▶ Set task
Render the lines of the material below as a Markdown table with the columns Row and Line, numbering each row and leaving out blank lines. Cover only the stretch from the line containing "In this exercise you will mark the woman's yellow" through the end of the material, both ends included.

▶ Stored records
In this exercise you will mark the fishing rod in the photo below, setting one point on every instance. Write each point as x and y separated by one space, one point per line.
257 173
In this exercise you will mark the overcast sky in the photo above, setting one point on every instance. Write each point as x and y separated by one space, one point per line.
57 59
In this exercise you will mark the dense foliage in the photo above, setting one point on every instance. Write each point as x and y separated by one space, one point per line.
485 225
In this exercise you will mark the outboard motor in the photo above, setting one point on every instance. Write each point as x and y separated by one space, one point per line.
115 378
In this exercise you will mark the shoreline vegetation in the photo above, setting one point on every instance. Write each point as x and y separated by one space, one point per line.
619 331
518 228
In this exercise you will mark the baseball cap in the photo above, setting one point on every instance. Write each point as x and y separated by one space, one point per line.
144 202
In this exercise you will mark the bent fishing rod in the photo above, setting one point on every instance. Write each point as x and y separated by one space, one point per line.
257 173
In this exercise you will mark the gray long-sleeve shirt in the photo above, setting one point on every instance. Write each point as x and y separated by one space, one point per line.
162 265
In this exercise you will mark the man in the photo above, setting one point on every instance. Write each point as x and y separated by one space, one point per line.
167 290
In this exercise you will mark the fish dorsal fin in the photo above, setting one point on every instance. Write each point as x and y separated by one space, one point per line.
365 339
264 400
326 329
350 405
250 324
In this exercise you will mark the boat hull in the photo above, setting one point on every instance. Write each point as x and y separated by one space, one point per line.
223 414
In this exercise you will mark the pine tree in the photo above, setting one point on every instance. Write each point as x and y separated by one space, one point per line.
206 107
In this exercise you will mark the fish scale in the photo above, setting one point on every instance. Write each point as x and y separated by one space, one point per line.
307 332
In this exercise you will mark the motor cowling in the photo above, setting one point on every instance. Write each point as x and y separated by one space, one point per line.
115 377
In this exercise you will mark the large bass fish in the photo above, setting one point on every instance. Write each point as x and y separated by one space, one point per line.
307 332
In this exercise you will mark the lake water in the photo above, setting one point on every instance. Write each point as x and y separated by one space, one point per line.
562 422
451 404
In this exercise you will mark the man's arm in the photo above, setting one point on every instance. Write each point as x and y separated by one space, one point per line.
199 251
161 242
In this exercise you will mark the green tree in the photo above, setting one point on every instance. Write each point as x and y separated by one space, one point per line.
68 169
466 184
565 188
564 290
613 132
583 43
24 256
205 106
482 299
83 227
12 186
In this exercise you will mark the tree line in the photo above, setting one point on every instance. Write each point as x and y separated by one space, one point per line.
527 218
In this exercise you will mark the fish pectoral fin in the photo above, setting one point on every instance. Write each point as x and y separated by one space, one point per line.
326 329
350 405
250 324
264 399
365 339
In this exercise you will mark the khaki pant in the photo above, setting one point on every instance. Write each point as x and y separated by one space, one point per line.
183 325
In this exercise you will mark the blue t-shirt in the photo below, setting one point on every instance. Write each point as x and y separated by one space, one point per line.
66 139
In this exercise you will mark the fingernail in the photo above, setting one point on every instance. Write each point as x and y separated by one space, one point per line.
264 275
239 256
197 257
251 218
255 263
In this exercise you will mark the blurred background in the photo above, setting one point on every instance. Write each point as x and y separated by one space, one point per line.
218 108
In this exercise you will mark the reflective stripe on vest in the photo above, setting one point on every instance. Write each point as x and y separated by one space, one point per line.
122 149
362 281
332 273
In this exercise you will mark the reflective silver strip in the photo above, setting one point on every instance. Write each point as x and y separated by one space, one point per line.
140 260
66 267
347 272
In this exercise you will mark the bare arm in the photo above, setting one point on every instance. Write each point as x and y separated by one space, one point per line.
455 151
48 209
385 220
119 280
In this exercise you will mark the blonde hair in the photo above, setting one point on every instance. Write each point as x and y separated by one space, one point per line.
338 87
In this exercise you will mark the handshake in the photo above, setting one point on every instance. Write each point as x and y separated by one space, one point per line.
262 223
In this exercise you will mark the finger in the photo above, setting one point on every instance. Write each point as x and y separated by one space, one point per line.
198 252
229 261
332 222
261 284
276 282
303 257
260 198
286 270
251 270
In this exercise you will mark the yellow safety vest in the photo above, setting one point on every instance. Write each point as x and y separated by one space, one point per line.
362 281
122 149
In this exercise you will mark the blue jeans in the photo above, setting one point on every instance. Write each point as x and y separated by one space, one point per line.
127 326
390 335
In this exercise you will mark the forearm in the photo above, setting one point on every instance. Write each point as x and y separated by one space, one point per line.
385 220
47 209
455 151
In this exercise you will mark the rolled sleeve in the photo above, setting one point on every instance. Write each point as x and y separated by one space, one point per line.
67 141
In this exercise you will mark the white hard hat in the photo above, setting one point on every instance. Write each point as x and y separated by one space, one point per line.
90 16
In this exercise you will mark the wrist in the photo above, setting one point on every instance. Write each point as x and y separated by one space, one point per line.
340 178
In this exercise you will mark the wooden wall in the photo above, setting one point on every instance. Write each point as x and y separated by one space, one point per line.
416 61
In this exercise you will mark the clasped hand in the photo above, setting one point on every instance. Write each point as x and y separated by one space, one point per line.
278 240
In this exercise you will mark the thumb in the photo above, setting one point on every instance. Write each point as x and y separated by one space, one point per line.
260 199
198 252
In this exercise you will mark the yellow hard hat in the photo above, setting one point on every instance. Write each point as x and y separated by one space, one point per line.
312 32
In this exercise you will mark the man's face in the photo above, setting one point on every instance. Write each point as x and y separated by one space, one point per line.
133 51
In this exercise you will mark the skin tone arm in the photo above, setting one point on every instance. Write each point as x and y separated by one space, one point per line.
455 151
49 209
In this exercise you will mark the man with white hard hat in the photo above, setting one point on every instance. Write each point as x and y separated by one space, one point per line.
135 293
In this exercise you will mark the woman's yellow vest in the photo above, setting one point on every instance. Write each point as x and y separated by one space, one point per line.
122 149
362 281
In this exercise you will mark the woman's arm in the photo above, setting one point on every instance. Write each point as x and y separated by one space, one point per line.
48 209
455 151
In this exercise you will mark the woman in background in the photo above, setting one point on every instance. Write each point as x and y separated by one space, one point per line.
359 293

▶ Result for this task
| Row | Line |
|---|---|
| 1 | In this exercise you will mark the woman's yellow vest in the photo above, setting one point on every instance. Write each point as x and y separated by one space, one point per line. |
| 2 | 122 149 |
| 3 | 362 281 |
| 4 | In this exercise you will mark the woman's arm in the photo above, setting one point on every instance. Write each point as x and y separated by one space, one point per line. |
| 5 | 48 209 |
| 6 | 455 151 |
| 7 | In this exercise you will mark the woman in background in the photo above, setting one point on every instance. Write each point as x and y separated by one space, one point per line. |
| 8 | 359 293 |